---------- Document text

Expectation of geometric brownian motion

The answer is that $E(X_t)=x_0e^{\mu t}$. The easiest way to see it is to start from the SDE and to note that $$\mathrm{d}E(X_t)=\mu E(X_t)\mathrm{d}t,\qquad E(X_0)=x_0.$$ Hence $a(t)=E(X_t)$ solves $a'(t)=\mu a(t)$ and $a(0)=x_0$, that is, $a(t)=x_0e^{\mu t}$ as claimed above.

Your solution goes astray when you solve the SDE, the factor of $B_t$ is wrong and, in fact, $$ X_t=x_0e^{(\mu-\sigma^2/2)t+\sigma B_t}. $$ Hence $$ E(X_t)=x_0e^{(\mu-\sigma^2/2)t}E(e^{\sigma B_t}). $$ Since $E(e^{uZ})=e^{u^2/2}$ for every real number $u$ and every standard normal random variable $Z$, the identity $E(e^{\sigma B_t})=e^{\sigma^2 t/2}$ follows from the fact that $\sigma B_t$ is distributed like $\sigma\sqrt{t}Z$. Simplifying, one gets the same expression of $E(X_t)$ than by the direct route, namely, $$E(X_t)=E(X_0)e^{\mu t}.$$


An easy way to calculate an expected value of SDE's solutions is to find an equation on $m(t) = \mathsf{E}[X_t]$. More precisely, from $$ dX_t = \mu X_tdt+\sigma X_t dB_t $$ taking expectations of both sides (while using that $\mathsf{E}[dB_t] = 0$) we obtain $$ dm(t) = \mu m(t)dt, $$ which gives a desired answer. Indeed, from the latter equation follows that $m(t) = m_0 \mathrm{e}^{\mu t}$. @Did has already described such method, but it may be useful for you to apply such method for other SDEs.

You should be aware of taking the expectation in SDE which is quite informal. On the other hand, you can equivalently write $$ X_t = X_0+ \int\limits_0^t\mu X_sds+\int\limits_0^t\sigma X_s dB_s. $$

Here you can take an expectation since on both sides there are just random variables (at each fixed moment of time). The latter integral has zero expectation since it is Ito integral.


Even though it's pretty late I think this still may be helpful for a few of you.

First of all notice as $B_t$ is a geometric Brownian motion, by definition it is normally distributed with mean $0$ and variance $t$.

I.e. $B_t$ has the moment-generating function

\begin{equation}\label{moment}\tag{1} \mathbb{E}[\exp(u B_t)]=\exp(\frac{1}{2}u^2t),\qquad u\in\mathbb{R}. \end{equation}

Now we have for $X_t$ being a geometric Brownian motion

$$X_t= x_0 \exp\Big(\big(\mu - \frac{\sigma ^2}{2}\big)t+\sigma B_t\Big).$$

Therefore, applying the expectation value yields

\begin{align} \mathbb{E}[X_t]&= \mathbb{E}\Big[x_0 \exp\Big(\big(\mu - \frac{\sigma ^2}{2}\big)t+\sigma B_t\Big)\Big]\\ &=x_0 \exp\Big(\big(\mu - \frac{\sigma ^2}{2}\big)t\Big)\mathbb{E}\Big[ \exp\big(\sigma B_t\big)\Big]. \end{align}

So, by using equality \eqref{moment} with $u=\sigma$ we get

\begin{align} \mathbb{E}[X_t]&= x_0 \exp\Big(\big(\mu - \frac{\sigma ^2}{2}\big)t\Big)\mathbb{E}\Big[ \exp\big(\sigma B_t\big)\Big]\\ &=x_0 \exp\Big(\big(\mu - \frac{\sigma ^2}{2}\big)t\Big)\exp\big(\frac{1}{2}\sigma^2 t\big)\\ &=x_0 \exp\big(\mu t\big). \end{align}

This gives you the desired result.

--------------------
---------- Dataset entries

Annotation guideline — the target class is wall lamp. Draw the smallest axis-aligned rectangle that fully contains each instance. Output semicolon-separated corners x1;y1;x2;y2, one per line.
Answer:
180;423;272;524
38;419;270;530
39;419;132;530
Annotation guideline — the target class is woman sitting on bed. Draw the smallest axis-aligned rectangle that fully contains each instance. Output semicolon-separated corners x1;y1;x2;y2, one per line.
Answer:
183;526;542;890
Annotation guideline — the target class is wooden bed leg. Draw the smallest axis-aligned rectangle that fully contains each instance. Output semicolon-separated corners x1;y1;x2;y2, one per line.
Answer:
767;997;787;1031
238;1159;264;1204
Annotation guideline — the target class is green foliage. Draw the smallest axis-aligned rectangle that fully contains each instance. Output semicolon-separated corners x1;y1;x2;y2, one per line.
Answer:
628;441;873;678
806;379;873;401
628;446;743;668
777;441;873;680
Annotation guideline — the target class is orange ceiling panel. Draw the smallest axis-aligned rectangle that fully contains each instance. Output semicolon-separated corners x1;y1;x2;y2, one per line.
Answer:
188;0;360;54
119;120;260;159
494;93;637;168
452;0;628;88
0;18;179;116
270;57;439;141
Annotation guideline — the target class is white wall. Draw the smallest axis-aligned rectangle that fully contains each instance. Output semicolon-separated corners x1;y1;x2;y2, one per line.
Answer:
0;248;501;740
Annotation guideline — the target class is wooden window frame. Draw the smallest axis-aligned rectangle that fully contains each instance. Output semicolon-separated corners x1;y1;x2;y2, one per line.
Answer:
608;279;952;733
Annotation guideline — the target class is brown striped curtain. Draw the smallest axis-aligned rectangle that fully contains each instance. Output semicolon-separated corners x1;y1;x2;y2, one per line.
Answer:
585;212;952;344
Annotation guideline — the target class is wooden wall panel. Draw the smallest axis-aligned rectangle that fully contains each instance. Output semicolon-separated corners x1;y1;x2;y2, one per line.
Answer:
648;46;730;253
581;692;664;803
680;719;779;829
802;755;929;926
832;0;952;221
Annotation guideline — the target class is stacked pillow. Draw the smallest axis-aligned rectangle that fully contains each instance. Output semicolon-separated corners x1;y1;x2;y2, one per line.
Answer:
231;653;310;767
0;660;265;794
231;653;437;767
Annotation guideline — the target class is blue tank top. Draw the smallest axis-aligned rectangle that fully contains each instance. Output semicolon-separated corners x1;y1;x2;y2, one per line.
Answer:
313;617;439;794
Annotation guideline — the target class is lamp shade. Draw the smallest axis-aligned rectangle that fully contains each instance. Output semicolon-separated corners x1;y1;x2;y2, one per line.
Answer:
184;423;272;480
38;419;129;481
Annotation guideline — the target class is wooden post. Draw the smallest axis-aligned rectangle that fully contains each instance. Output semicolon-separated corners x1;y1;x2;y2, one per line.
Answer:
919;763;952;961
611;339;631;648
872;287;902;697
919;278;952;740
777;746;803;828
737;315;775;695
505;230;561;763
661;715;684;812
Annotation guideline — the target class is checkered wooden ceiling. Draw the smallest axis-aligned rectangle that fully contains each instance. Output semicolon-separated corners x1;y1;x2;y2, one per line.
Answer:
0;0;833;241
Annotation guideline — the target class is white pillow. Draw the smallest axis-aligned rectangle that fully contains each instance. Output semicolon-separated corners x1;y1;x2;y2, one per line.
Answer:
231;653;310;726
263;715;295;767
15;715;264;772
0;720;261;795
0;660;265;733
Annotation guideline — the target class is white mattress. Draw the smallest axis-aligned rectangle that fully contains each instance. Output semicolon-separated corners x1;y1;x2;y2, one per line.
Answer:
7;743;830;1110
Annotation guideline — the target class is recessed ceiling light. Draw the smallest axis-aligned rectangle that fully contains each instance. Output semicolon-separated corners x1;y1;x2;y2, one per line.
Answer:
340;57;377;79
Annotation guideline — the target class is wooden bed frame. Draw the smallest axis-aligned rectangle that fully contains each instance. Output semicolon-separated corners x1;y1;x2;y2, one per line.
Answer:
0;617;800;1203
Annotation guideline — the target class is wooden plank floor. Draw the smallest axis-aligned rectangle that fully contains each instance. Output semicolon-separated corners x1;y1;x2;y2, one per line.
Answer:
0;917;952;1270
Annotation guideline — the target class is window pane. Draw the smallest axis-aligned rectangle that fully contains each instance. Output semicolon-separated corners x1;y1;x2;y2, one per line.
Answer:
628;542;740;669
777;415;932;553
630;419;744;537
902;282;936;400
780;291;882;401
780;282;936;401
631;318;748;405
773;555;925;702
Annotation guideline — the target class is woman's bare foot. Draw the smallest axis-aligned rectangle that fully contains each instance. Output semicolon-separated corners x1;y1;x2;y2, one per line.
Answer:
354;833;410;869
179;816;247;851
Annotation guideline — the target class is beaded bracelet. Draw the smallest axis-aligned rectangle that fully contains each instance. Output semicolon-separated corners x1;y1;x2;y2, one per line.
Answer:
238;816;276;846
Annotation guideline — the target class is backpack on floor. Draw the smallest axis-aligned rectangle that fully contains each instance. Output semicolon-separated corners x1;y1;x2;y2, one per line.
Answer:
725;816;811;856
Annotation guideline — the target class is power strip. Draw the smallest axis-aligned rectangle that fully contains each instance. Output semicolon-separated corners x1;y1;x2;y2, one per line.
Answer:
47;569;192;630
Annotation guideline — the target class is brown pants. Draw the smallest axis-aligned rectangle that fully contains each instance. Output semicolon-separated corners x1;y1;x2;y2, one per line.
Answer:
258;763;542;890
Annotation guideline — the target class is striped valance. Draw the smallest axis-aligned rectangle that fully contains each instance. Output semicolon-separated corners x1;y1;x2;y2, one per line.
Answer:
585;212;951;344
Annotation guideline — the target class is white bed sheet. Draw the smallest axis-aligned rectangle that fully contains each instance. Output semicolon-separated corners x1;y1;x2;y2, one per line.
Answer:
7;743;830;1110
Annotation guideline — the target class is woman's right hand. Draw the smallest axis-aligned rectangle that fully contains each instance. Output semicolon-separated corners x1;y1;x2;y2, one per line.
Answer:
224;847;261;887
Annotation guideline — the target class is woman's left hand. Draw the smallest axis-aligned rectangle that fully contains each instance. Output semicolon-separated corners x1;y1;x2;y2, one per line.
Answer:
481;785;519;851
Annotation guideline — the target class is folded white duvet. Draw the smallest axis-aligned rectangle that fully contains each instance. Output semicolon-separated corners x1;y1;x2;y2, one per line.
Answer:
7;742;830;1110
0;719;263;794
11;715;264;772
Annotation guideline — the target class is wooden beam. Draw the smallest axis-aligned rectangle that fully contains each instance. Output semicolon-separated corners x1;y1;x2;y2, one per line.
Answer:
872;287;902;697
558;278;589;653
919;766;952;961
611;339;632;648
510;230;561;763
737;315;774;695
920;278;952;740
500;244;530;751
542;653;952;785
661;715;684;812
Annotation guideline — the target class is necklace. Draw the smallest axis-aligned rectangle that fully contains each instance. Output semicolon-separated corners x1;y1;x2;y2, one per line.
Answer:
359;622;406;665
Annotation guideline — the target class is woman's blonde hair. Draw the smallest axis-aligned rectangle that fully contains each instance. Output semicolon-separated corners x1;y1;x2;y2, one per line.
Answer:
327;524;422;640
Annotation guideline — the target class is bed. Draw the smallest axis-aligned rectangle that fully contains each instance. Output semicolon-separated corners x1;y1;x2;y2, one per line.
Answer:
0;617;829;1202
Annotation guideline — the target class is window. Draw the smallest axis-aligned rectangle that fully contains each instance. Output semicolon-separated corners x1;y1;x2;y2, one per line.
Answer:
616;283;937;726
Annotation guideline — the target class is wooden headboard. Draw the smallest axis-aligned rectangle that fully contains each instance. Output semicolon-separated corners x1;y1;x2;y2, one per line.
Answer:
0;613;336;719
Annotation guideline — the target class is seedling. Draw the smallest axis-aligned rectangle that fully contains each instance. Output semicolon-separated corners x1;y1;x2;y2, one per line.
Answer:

--------------------

• Tasks to complete
1. Say whether each statement agrees with the thread on the expectation of geometric Brownian motion, answering yes or no and quoting the deciding words: (a) the Ito integral in the integral form of the equation has zero expectation; (b) taking the expectation directly in the SDE is described as fully rigorous; (c) the moment-generating function is applied with $u=\sigma$.
2. In the thread on the expectation of geometric Brownian motion, what mistake does the first reply find in the asker's solution of the SDE?

• Solutions to the tasks
1.
(a) Yes: "The latter integral has zero expectation since it is Ito integral."
(b) No: "You should be aware of taking the expectation in SDE which is quite informal."
(c) Yes: "So, by using equality \eqref{moment} with $u=\sigma$ we get"

2. The factor of $B_t$ is wrong.